Objective. Write out every line of the material again, starting at the line that contains "Could you please outline every instance of the young" and ending at the line that contains "58), (162, 56)]". Add 49 to each coordinate in the answer outlines only, and copy all other lines unchanged.

======

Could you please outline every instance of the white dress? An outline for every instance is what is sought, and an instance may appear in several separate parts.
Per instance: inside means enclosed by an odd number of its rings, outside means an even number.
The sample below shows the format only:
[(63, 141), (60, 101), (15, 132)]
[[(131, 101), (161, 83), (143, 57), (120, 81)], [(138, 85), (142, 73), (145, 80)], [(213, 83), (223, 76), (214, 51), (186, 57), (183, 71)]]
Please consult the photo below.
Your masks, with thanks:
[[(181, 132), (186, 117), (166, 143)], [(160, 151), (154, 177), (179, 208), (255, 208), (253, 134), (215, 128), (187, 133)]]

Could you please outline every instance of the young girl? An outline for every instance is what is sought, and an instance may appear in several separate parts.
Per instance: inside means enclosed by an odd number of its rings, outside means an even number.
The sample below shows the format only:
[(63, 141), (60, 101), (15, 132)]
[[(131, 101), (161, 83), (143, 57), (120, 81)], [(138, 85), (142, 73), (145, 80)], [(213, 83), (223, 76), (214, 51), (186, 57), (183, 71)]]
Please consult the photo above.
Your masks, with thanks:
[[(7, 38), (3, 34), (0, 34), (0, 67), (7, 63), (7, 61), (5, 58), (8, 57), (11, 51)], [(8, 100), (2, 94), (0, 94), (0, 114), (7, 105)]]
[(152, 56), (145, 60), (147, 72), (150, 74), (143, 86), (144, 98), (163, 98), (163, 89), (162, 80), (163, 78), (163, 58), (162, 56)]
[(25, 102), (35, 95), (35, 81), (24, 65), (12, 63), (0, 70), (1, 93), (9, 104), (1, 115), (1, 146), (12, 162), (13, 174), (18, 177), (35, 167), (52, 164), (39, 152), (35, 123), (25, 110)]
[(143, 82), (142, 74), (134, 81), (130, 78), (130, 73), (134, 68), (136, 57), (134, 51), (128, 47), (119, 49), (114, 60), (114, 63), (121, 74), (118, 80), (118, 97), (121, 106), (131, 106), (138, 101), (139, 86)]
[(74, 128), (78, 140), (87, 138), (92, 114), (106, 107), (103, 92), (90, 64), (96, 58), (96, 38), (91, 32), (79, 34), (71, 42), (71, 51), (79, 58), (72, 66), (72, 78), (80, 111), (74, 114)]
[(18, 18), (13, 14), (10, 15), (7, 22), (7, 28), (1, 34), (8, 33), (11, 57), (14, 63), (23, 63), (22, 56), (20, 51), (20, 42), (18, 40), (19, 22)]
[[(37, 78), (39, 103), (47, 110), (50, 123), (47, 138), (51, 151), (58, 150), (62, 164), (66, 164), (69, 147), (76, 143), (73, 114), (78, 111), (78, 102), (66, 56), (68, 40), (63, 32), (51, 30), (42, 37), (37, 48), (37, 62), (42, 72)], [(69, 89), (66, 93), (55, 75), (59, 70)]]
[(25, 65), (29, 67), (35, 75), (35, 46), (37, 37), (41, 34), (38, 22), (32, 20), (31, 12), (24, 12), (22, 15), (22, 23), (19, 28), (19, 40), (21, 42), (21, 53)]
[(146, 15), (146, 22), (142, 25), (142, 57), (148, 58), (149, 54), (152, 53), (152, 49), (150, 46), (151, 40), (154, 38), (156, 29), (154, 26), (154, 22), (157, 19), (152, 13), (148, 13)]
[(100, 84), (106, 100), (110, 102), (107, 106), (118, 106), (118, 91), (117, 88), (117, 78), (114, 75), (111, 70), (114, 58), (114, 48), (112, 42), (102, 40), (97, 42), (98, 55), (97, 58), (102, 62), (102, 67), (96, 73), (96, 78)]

======

The reply.
Could you please outline every instance of the young girl? An outline for every instance is what is sought, and an instance may appear in several separate parts.
Per instance: inside means enclosed by an odd number of its rings, outside means an even number.
The sample below shows the format only:
[(63, 141), (60, 101), (15, 132)]
[[(131, 101), (161, 83), (143, 57), (120, 81)], [(138, 85), (142, 73), (145, 80)], [(213, 83), (223, 76), (214, 51), (186, 57), (183, 71)]]
Please consult the photo above.
Your masks, with thanks:
[[(56, 87), (52, 83), (49, 83), (49, 116), (56, 112), (56, 110), (54, 107), (57, 106), (60, 100)], [(57, 149), (51, 143), (49, 143), (49, 163), (56, 154)]]
[(201, 105), (194, 109), (196, 121), (199, 123), (192, 135), (193, 147), (212, 147), (212, 138), (211, 129), (212, 127), (212, 107), (211, 105)]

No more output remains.